> EXERCISE DIRECTIONS
Go through the records and give each one again exactly.

> DATA EXCERPTS
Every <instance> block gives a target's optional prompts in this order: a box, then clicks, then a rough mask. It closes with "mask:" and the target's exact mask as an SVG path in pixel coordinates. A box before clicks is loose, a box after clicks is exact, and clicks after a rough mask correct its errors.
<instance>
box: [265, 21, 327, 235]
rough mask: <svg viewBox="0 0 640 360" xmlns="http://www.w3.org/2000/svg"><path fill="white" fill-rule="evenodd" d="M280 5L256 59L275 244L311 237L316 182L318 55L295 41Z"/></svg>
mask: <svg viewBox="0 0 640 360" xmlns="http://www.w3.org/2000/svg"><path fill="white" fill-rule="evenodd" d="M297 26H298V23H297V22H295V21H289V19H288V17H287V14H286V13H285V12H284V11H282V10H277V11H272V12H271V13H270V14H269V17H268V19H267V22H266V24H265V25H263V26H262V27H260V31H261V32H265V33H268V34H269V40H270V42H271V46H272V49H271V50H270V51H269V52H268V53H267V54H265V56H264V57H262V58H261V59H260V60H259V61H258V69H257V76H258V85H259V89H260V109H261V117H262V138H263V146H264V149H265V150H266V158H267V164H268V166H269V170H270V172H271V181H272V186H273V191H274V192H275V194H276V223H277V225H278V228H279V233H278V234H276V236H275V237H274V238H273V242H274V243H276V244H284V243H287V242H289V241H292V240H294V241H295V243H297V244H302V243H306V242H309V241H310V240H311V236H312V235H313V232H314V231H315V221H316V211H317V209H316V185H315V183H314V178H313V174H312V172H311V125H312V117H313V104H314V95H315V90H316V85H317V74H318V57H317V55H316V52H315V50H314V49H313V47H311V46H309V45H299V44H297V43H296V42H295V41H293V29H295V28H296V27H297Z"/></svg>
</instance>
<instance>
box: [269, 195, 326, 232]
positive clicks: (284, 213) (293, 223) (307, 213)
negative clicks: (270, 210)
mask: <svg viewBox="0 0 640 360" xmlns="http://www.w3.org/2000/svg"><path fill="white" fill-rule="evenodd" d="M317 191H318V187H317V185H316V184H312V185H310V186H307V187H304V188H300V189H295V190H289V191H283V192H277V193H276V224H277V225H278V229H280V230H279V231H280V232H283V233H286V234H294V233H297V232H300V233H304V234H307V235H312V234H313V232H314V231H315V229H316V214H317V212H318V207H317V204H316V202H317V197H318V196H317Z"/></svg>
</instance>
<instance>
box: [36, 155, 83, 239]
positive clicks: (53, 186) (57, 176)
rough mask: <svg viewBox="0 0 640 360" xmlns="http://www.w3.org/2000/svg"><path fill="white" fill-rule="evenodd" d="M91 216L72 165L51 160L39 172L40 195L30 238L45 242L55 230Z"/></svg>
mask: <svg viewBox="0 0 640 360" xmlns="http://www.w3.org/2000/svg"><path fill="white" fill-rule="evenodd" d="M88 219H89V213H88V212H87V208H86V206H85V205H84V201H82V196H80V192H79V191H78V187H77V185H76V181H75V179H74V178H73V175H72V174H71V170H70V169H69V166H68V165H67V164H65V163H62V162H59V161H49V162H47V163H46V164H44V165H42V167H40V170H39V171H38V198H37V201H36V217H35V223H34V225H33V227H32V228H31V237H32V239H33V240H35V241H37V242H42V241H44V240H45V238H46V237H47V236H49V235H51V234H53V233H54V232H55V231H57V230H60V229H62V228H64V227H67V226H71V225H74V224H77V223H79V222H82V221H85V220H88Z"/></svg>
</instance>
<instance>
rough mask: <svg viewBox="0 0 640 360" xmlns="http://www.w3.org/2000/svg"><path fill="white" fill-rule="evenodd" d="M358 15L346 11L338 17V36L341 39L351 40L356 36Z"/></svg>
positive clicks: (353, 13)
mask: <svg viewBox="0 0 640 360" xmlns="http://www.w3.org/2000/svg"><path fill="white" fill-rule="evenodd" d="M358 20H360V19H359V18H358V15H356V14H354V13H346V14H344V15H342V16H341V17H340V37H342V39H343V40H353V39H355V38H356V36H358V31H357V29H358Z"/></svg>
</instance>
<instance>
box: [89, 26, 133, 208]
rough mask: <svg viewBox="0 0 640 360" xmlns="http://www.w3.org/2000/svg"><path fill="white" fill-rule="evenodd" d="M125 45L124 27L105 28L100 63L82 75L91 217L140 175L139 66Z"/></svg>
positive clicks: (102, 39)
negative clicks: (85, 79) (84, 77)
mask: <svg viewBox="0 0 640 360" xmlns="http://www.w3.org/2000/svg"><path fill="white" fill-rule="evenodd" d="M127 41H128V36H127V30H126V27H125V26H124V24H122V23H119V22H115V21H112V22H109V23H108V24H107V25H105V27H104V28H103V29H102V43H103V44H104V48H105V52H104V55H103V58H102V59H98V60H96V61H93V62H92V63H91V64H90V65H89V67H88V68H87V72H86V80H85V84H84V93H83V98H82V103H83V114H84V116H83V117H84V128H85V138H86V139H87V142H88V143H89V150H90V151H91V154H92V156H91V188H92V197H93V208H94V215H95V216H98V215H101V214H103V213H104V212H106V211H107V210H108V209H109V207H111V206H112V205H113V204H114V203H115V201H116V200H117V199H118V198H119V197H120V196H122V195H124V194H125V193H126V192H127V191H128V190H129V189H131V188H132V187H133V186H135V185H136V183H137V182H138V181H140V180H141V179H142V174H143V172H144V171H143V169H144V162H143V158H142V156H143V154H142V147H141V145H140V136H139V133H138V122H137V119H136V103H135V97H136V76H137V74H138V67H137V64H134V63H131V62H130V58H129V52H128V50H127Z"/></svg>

> OUTPUT
Every <instance> block gives a target's optional prompts in this order: a box, then clicks, then a rough mask. It closes with "mask:" and the target's exact mask as an SVG path in pixel coordinates. A box before clicks is loose, a box after clicks is exact, and clicks after a rough mask correct its errors.
<instance>
box: [265, 21, 327, 235]
rough mask: <svg viewBox="0 0 640 360" xmlns="http://www.w3.org/2000/svg"><path fill="white" fill-rule="evenodd" d="M280 5L256 59L275 244L311 237L316 182L318 55L295 41Z"/></svg>
mask: <svg viewBox="0 0 640 360" xmlns="http://www.w3.org/2000/svg"><path fill="white" fill-rule="evenodd" d="M297 26H298V23H297V22H295V21H289V19H288V17H287V14H286V13H285V12H284V11H282V10H277V11H272V12H271V13H270V14H269V17H268V19H267V22H266V24H265V25H263V26H262V27H260V31H261V32H265V33H268V34H269V40H270V42H271V46H272V49H271V50H270V51H269V52H268V53H267V54H265V56H264V57H262V58H261V59H260V60H259V61H258V69H257V76H258V85H259V89H260V109H261V117H262V138H263V146H264V149H265V150H266V158H267V164H268V166H269V170H270V172H271V181H272V186H273V191H274V192H275V194H276V223H277V225H278V228H279V233H278V234H276V236H275V237H274V238H273V242H274V243H276V244H284V243H287V242H289V241H292V240H294V241H295V243H297V244H302V243H306V242H309V241H310V240H311V236H312V235H313V232H314V231H315V221H316V211H317V209H316V185H315V183H314V178H313V174H312V172H311V125H312V117H313V104H314V95H315V90H316V85H317V74H318V57H317V55H316V52H315V50H314V49H313V47H311V46H309V45H299V44H297V43H296V42H295V41H293V29H295V28H296V27H297Z"/></svg>
</instance>
<instance>
box: [269, 195, 326, 232]
positive clicks: (284, 213) (293, 223) (307, 213)
negative clicks: (270, 210)
mask: <svg viewBox="0 0 640 360" xmlns="http://www.w3.org/2000/svg"><path fill="white" fill-rule="evenodd" d="M317 191H318V187H317V185H316V184H312V185H310V186H307V187H304V188H300V189H295V190H289V191H283V192H277V193H276V224H277V225H278V229H280V230H279V231H280V232H283V233H286V234H294V233H297V232H300V233H304V234H307V235H312V234H313V232H314V231H315V229H316V214H317V212H318V207H317V204H316V202H317V197H318V196H317Z"/></svg>
</instance>
<instance>
box: [36, 155, 83, 239]
positive clicks: (53, 186) (57, 176)
rough mask: <svg viewBox="0 0 640 360" xmlns="http://www.w3.org/2000/svg"><path fill="white" fill-rule="evenodd" d="M91 216L72 165L51 160L39 172L40 195L30 238L45 242L55 230Z"/></svg>
mask: <svg viewBox="0 0 640 360" xmlns="http://www.w3.org/2000/svg"><path fill="white" fill-rule="evenodd" d="M88 219H89V213H88V212H87V208H86V206H85V205H84V201H82V196H80V192H79V191H78V187H77V185H76V181H75V179H74V178H73V175H72V174H71V170H70V169H69V166H68V165H67V164H65V163H62V162H59V161H49V162H47V163H46V164H44V165H42V167H40V170H39V171H38V198H37V201H36V217H35V223H34V225H33V227H32V228H31V237H32V239H33V240H35V241H37V242H42V241H44V240H45V238H46V237H47V236H49V235H51V234H53V233H54V232H55V231H57V230H60V229H62V228H64V227H67V226H71V225H74V224H77V223H79V222H82V221H85V220H88Z"/></svg>
</instance>
<instance>
rough mask: <svg viewBox="0 0 640 360" xmlns="http://www.w3.org/2000/svg"><path fill="white" fill-rule="evenodd" d="M358 15L346 11L338 17V36L341 39L351 40L356 36Z"/></svg>
positive clicks: (353, 13)
mask: <svg viewBox="0 0 640 360" xmlns="http://www.w3.org/2000/svg"><path fill="white" fill-rule="evenodd" d="M358 20H360V19H359V18H358V15H356V14H354V13H346V14H344V15H342V16H341V17H340V37H342V39H343V40H353V39H355V38H356V36H358V31H357V29H358Z"/></svg>
</instance>
<instance>
box: [89, 26, 133, 208]
rough mask: <svg viewBox="0 0 640 360" xmlns="http://www.w3.org/2000/svg"><path fill="white" fill-rule="evenodd" d="M125 45L124 27L105 28L100 63L82 75L91 217L140 175L139 66Z"/></svg>
positive clicks: (102, 39)
negative clicks: (85, 79) (84, 77)
mask: <svg viewBox="0 0 640 360" xmlns="http://www.w3.org/2000/svg"><path fill="white" fill-rule="evenodd" d="M127 41H128V36H127V30H126V27H125V26H124V24H122V23H119V22H115V21H112V22H109V23H108V24H107V25H105V27H104V28H103V29H102V43H103V44H104V48H105V52H104V55H103V58H102V59H98V60H96V61H93V62H92V63H91V64H90V65H89V67H88V68H87V72H86V80H85V84H84V93H83V98H82V103H83V114H84V116H83V117H84V128H85V138H86V139H87V142H88V143H89V150H90V151H91V154H92V156H91V188H92V197H93V208H94V215H95V216H98V215H101V214H103V213H104V212H106V211H107V210H108V209H109V207H111V206H112V205H113V204H114V203H115V201H116V200H117V199H118V198H119V197H120V196H122V195H124V194H125V193H126V192H127V191H128V190H129V189H131V188H132V187H133V186H135V185H136V183H137V182H138V181H140V180H141V179H142V174H143V172H144V171H143V169H144V162H143V158H142V156H143V154H142V147H141V145H140V136H139V133H138V122H137V119H136V103H135V97H136V76H137V74H138V67H137V64H134V63H131V62H130V58H129V52H128V50H127Z"/></svg>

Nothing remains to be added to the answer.